=== PAGE TEXT ===
◇ ◇ ◇
Yehuda Katz is a member of the Ember.js, Ruby on Rails and jQuery Core Teams; his 9-to-5 home is at the startup he founded, Tilde Inc.. There he works on Skylight, the smart profiler for Rails, and does Ember.js consulting. He is best known for his open source work, which also includes Thor and Handlebars. He travels the world doing open source evangelism and web standards work.

Archive for December, 2010

Clarifying the Roles of the .gemspec and Gemfile

TL;DR

Although apps and gems look like they share the concept of “dependency”, there are some important differences between them. Gems depend on a name and version range, and intentionally don’t care about where exactly the dependencies come from. Apps have more controlled deployments, and need a guarantee that the exact same code is used on all machines (dev, ci and production).

When developing a gem, use the gemspec method in your Gemfile to avoid duplication. In general, a gem’s Gemfile should contain the Rubygems source and a single gemspec line. Do not check your Gemfile.lock into version control, since it enforces precision that does not exist in the gem command, which is used to install gems in practice. Even if the precision could be enforced, you wouldn’t want it, since it would prevent people from using your library with versions of its dependencies that are different from the ones you used to develop the gem.

When developing an app, check in your Gemfile.lock, since you will use the bundler tool across all machines, and the precision enforced by bundler is extremely desirable for applications.


Since my last post on this topic, a lot of people have asked follow-up questions about the specific roles of the Gemfile, used by bundler, and the .gemspec, used by Rubygems. In short, people seem to feel that there is duplication between the two files during gem development, and end up using yet another tool to reduce the duplication.

Ruby Libraries

Ruby libraries are typically packaged up using the gem format, and distributed using rubygems.org. A gem contains a number of useful pieces of information (this list is not exhaustive):

  • A bunch of metadata, like name, version, description, summary, email address, etc.
  • A list of all the files contained in the package.
  • A list of executables that come with the gem and their location in the gem (usually bin)
  • A list of directories that should be put on the Ruby load path (usually lib)
  • A list of other Ruby libraries that this library needs in order to function (dependencies)

Only the last item, the list of dependencies, overlaps with the purpose of the Gemfile. When a gem lists a dependency, it lists a particular name and a range of version numbers. Importantly, it does not care where the dependency comes from. This makes it easy to internally mirror a Rubygems repository or use a hacked version of a dependency that you install to your system. In short, a Rubygems dependency is a symbolic name. It is not a link to a particular location on the Internet where the code can be found.

Among other things, this characteristic is responsible for the resilience of the overall system.

Also, gem authors choose a range of acceptable versions of their dependencies, and have to operate under the assumption that the versions of the dependencies that the author tested against may change before the gem is used in deployment. This is especially true about dependencies of dependencies.
◇ ◇ ◇
=== INFORMATION SUPPLIED ===
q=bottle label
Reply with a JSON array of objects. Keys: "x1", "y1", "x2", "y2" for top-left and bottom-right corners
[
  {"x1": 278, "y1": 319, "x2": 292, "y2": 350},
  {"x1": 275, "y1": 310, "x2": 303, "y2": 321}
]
◇ ◇ ◇
=== EXERCISE INSTRUCTIONS ===
1. List the pieces of information a gem contains, as given in the bulleted list of the article on the .gemspec and Gemfile.
2. Pick up the article on the .gemspec and Gemfile after its last sentence and keep writing it.

=== EXPECTED RESULTS ===
1.
- Metadata, like name, version, description, summary and email address
- A list of all the files contained in the package
- A list of executables that come with the gem and their location in the gem (usually bin)
- A list of directories that should be put on the Ruby load path (usually lib)
- A list of other Ruby libraries that this library needs in order to function (dependencies)

2.
Ruby Applications

A Ruby application (for instance, a Rails application), has a complex set of requirements that are generally tested against a precise set of third-party code. While the application author may not have cared much (up front), which version of nokogiri the application used, he does care a lot that the version used in development will remain the version used in production. Since the application author controls the deployment environment (unlike the gem author), he does not need to worry about the way that a third-party will use the code. He can insist on precision.

As a result, the application author will want to specify the precise gem servers that the deployment environment should use. This is in contrast to the gem author, who should prefer long-term resilience and mirroring to the brittleness that comes with a short-term guarantee.

The application author often also wants a way to tweak shared community gems for the particular project at hand (or just use the “edge” version of a gem which hasn’t yet been released). Bundler handles this problem by allowing application authors to override a particular gem and version with a git repository or a directory. Because the gem author has specified the gem’s dependencies as a name and version range, the application developer can choose to satisfy that dependency from an alternate source (in this case, git).

Now, the application developer must be able to demand that the gem comes from that particular source. As you can see, there are critical differences between the desires of the gem developer (which are focused around longevity and flexibility) and the app developer (which are focused around absolute guarantees that all of the code, including third-party code, remains precisely the same between environments).

Rubygems and Bundler

The Rubygems libraries, CLI and gemspec API are built around the needs of the gem author and the Rubygems ecosystem. In particular, the gemspec is a standard format for describing all of the information that gets packed with gems then deployed to rubygems.org. For the reasons described above, gems do not store any transient information about where to find dependencies.

On the other hand, bundler is built around the needs of the app developer. The Gemfile does not contain metadata, a list of files in the package, executables exposed by the package, or directories that should be put on the load path. Those things are outside the scope of bundler, which focuses on making it easy to guarantee that all of the same code (including third-party code) is used across machines. It does, however, contain a list of dependencies, including information about where to find them.

Git “Gems”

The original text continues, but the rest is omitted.